**PROVIDED RECORDS:**
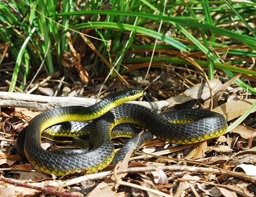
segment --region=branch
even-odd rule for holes
[[[218,89],[221,82],[217,79],[209,81],[211,88],[214,92]],[[201,87],[201,86],[203,86]],[[209,98],[207,84],[197,84],[187,89],[180,95],[166,100],[149,103],[145,101],[132,101],[150,108],[160,110],[165,106],[171,107],[193,99]],[[80,105],[89,106],[95,104],[96,99],[79,97],[48,97],[25,93],[0,91],[0,106],[29,108],[37,111],[46,111],[52,108],[63,106]]]
[[[16,180],[14,180],[13,179],[11,179],[10,178],[5,178],[3,177],[0,177],[0,181],[3,181],[5,183],[8,183],[10,184],[13,185],[15,186],[22,187],[23,187],[30,188],[31,189],[33,189],[39,191],[41,191],[44,193],[47,194],[52,194],[55,195],[60,195],[67,197],[81,197],[80,196],[74,195],[72,194],[70,194],[65,192],[56,191],[52,189],[50,189],[50,188],[32,186],[27,183],[22,183],[21,182],[17,181]]]

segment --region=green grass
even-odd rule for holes
[[[65,33],[72,32],[75,47],[81,39],[77,32],[70,29],[111,40],[109,48],[105,41],[90,38],[101,54],[121,74],[125,69],[122,62],[135,63],[142,59],[149,61],[148,58],[129,58],[125,55],[132,53],[133,49],[151,49],[157,39],[161,43],[156,49],[188,54],[201,51],[204,56],[193,58],[207,69],[209,79],[215,77],[215,69],[223,70],[229,77],[234,76],[232,72],[255,76],[253,70],[244,69],[248,63],[242,63],[248,58],[256,57],[256,32],[250,25],[255,20],[252,17],[256,12],[256,3],[253,1],[170,0],[166,14],[162,12],[163,0],[111,0],[107,3],[92,0],[86,3],[77,3],[67,0],[0,2],[0,40],[2,43],[10,41],[9,52],[16,61],[9,91],[13,91],[17,85],[22,90],[27,78],[31,77],[31,70],[36,70],[45,56],[45,72],[49,74],[56,70],[65,72],[61,61],[63,54],[69,50]],[[158,33],[161,20],[163,24]],[[233,25],[234,23],[236,25]],[[166,34],[167,31],[171,32],[171,36]],[[146,42],[142,35],[150,42]],[[48,45],[50,49],[45,55]],[[238,45],[246,49],[238,47],[218,52],[220,56],[226,52],[226,63],[213,50]],[[79,47],[78,45],[76,49],[80,51]],[[84,53],[80,54],[82,62],[84,65],[92,65],[88,70],[89,74],[96,72],[106,77],[109,69],[97,56],[93,59],[86,58],[93,51],[87,49]],[[155,56],[154,61],[180,66],[189,64],[184,59],[166,57],[166,54],[159,57],[155,53]],[[236,66],[237,63],[239,67]],[[241,68],[244,64],[245,68]],[[22,80],[17,80],[18,74],[23,76]],[[256,94],[254,89],[242,80],[236,82]]]

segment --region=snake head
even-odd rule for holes
[[[110,98],[115,105],[118,105],[130,100],[134,100],[143,95],[143,91],[128,89],[115,92],[109,95]]]

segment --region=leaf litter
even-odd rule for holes
[[[244,114],[255,101],[248,98],[235,100],[233,98],[232,101],[224,102],[222,100],[225,99],[227,100],[231,96],[236,96],[236,92],[230,95],[230,90],[233,90],[231,87],[226,84],[222,85],[220,81],[216,79],[210,80],[209,82],[211,88],[215,90],[213,91],[214,98],[220,89],[228,88],[230,90],[227,91],[229,94],[215,97],[217,98],[214,102],[216,107],[213,110],[225,116],[229,123]],[[165,110],[167,108],[163,108],[164,106],[168,105],[168,108],[173,108],[174,106],[181,107],[179,107],[181,105],[191,106],[190,102],[199,98],[203,98],[203,101],[193,105],[196,107],[210,106],[208,99],[210,95],[207,85],[202,89],[203,85],[195,84],[178,95],[168,95],[164,103],[159,103],[157,108],[163,108],[162,109]],[[202,89],[205,90],[200,92]],[[69,91],[72,91],[71,89]],[[93,92],[91,93],[93,97]],[[201,96],[198,96],[200,93]],[[163,93],[159,92],[158,94]],[[252,138],[255,133],[252,126],[255,122],[254,113],[235,129],[217,138],[184,146],[169,144],[155,138],[143,148],[142,151],[127,156],[114,169],[110,166],[95,174],[77,175],[77,177],[73,175],[61,179],[55,179],[54,177],[39,172],[22,160],[15,151],[15,141],[19,132],[40,113],[19,108],[1,108],[0,196],[21,197],[42,194],[54,196],[60,195],[57,192],[63,192],[61,194],[64,196],[104,197],[129,196],[131,194],[142,197],[191,195],[252,197],[256,195],[252,189],[256,186],[256,181],[253,172],[256,171],[256,147],[254,138]],[[43,142],[42,146],[45,149],[55,146],[47,140]],[[250,147],[243,150],[244,144],[249,143]],[[117,149],[119,147],[117,146]],[[145,167],[151,167],[151,169],[141,171]],[[122,170],[127,171],[119,174],[119,170]],[[115,175],[115,172],[118,173]],[[3,178],[13,183],[21,181],[24,187],[14,186],[6,182]],[[33,187],[37,187],[37,189]]]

**THE PROBLEM:** Write out each entry exactly as given, but skip the pictures.

**TASK OUTPUT:**
segment --region=branch
even-odd rule for holes
[[[218,89],[221,82],[217,79],[209,81],[211,88],[214,92]],[[201,87],[201,86],[203,86]],[[209,98],[207,84],[197,84],[187,89],[180,95],[166,100],[149,103],[145,101],[132,101],[150,108],[160,110],[165,106],[171,107],[193,99]],[[80,105],[89,106],[95,104],[96,99],[79,97],[48,97],[25,93],[0,91],[0,106],[29,108],[37,111],[46,111],[52,108],[63,106]]]
[[[16,180],[14,180],[13,179],[11,179],[10,178],[5,178],[3,177],[0,177],[0,181],[3,181],[5,183],[8,183],[10,184],[13,185],[15,186],[22,187],[23,187],[30,188],[31,189],[33,189],[39,191],[41,191],[44,193],[47,194],[52,194],[55,195],[60,195],[67,197],[81,197],[80,196],[74,195],[72,194],[70,194],[65,192],[56,191],[52,189],[50,189],[50,188],[32,186],[27,183],[22,183],[21,182],[17,181]]]

segment --region=green grass
even-odd rule for holes
[[[65,33],[72,32],[75,47],[81,39],[77,32],[70,29],[111,40],[109,48],[105,41],[90,38],[101,54],[121,74],[125,69],[122,62],[135,63],[142,59],[149,61],[148,58],[129,58],[125,55],[132,53],[133,49],[151,49],[157,39],[161,43],[156,49],[188,54],[201,51],[204,56],[193,58],[207,69],[209,79],[215,77],[215,69],[223,70],[229,77],[234,76],[232,72],[255,76],[253,70],[244,69],[248,63],[242,63],[248,58],[256,57],[256,32],[250,25],[255,20],[252,17],[256,12],[256,3],[253,1],[170,0],[166,14],[162,12],[163,0],[111,0],[107,3],[92,0],[86,3],[77,3],[67,0],[0,2],[0,40],[2,43],[10,41],[9,52],[16,61],[9,91],[13,91],[17,85],[22,90],[27,78],[31,77],[31,70],[36,70],[45,56],[45,72],[49,74],[56,70],[65,72],[61,61],[63,54],[69,50]],[[158,33],[161,20],[163,24]],[[233,25],[234,23],[236,25]],[[166,34],[167,31],[171,32],[171,36]],[[146,42],[142,35],[150,42]],[[48,45],[50,49],[45,55]],[[238,45],[246,49],[238,47],[218,52],[220,56],[226,52],[226,63],[213,50]],[[79,47],[78,45],[76,49],[80,51]],[[84,53],[80,54],[82,62],[84,65],[92,65],[88,70],[89,74],[96,72],[106,77],[109,69],[97,56],[93,59],[86,58],[93,51],[87,49]],[[155,56],[154,61],[180,66],[189,64],[184,59],[166,57],[166,54],[159,57],[155,53]],[[236,66],[237,63],[239,67]],[[241,68],[244,64],[245,68]],[[22,80],[17,80],[18,74],[23,76]],[[256,94],[254,89],[242,80],[236,82]]]

segment --region=snake head
even-odd rule for holes
[[[110,98],[115,105],[118,105],[130,100],[134,100],[143,95],[143,91],[128,89],[115,92],[109,95]]]

segment --region=leaf litter
even-odd rule for holes
[[[244,114],[255,101],[248,98],[235,100],[233,98],[232,101],[224,102],[222,100],[225,99],[227,100],[231,96],[236,96],[236,92],[230,95],[230,90],[233,90],[231,87],[226,84],[222,85],[220,81],[216,79],[210,80],[209,82],[211,88],[215,90],[213,91],[214,98],[220,89],[228,88],[230,90],[227,91],[229,94],[215,97],[217,98],[214,102],[216,107],[213,110],[225,116],[229,123]],[[165,110],[167,108],[163,108],[164,106],[168,105],[168,108],[173,108],[174,106],[181,107],[179,107],[181,105],[191,106],[190,102],[199,98],[203,98],[203,101],[193,105],[196,107],[210,106],[208,99],[210,95],[207,85],[202,89],[203,85],[195,84],[178,95],[168,95],[164,103],[159,103],[157,108],[163,108],[162,109]],[[202,89],[205,90],[200,92]],[[69,91],[72,91],[71,89]],[[93,92],[91,93],[93,97]],[[201,96],[198,96],[200,93]],[[163,93],[159,92],[158,94]],[[252,138],[255,133],[252,126],[255,122],[254,113],[235,129],[217,138],[184,146],[169,144],[155,138],[143,148],[142,151],[127,156],[114,169],[110,166],[95,174],[77,175],[77,177],[73,175],[61,179],[55,179],[54,177],[39,172],[22,160],[15,151],[15,141],[19,132],[40,113],[19,108],[1,108],[0,196],[21,197],[42,194],[54,196],[60,195],[57,192],[63,192],[61,194],[64,196],[104,197],[129,196],[131,194],[142,197],[191,195],[252,197],[256,195],[252,189],[256,186],[256,181],[253,172],[256,171],[256,147],[254,138]],[[43,142],[42,146],[45,149],[55,146],[47,140]],[[250,147],[243,150],[244,144],[249,143]],[[117,149],[119,147],[117,146]],[[145,167],[151,167],[151,169],[141,171]],[[122,170],[127,171],[119,174],[119,170]],[[115,175],[115,172],[118,173]],[[3,178],[13,183],[21,181],[24,187],[14,186],[6,182]],[[33,187],[37,187],[37,189]]]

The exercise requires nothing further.